Stored data entries:
┏━━

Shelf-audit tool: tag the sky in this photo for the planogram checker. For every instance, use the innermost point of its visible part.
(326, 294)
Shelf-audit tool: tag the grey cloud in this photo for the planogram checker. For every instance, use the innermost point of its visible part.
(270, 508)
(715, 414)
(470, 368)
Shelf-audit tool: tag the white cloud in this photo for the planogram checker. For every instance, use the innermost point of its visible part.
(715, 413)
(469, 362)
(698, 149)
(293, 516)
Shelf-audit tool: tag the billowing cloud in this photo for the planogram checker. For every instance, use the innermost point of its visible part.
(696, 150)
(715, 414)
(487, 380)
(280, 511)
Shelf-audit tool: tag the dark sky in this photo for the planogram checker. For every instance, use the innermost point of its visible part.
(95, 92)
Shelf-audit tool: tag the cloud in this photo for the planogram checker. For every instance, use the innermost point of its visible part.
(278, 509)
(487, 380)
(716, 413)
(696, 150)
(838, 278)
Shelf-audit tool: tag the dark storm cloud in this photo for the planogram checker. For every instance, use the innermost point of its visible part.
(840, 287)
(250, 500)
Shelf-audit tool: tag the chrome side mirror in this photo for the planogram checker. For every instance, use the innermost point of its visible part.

┗━━

Prompt:
Write out the entries above once more, without altering anything.

Answer area:
Shelf-audit tool: tag the sky in this photo for the planogram checker. For every instance, use the innermost point of its visible part.
(326, 294)
Shelf-audit tool: tag the grey cloud in this photo for the planogram checker. For every instance, use the innermost point of its visible part.
(270, 508)
(715, 414)
(470, 368)
Shelf-audit tool: tag the white cloud in this photo for the planogram checker. For every instance, use the innermost point of its visible part.
(715, 413)
(469, 362)
(698, 149)
(293, 516)
Shelf-audit tool: tag the billowing cloud in this photo for the planogram checker. For every instance, use the innermost point of its visible part.
(696, 150)
(715, 414)
(487, 380)
(280, 511)
Shelf-audit tool: tag the dark sky in this photo for the planogram checker. For every instance, use the innermost point of its visible part.
(95, 92)
Shelf-audit tool: tag the cloud in this photo for the planogram checker. For every instance, use the innermost point of its visible part.
(278, 509)
(487, 380)
(716, 413)
(696, 150)
(838, 278)
Shelf-audit tool: tag the dark storm cloud in this photo for the planogram checker. For every instance, use the innermost point of its visible part.
(840, 287)
(250, 500)
Shelf-audit tool: tag the chrome side mirror in this photo for the planogram checker. For every instance, use the innermost point of its visible part.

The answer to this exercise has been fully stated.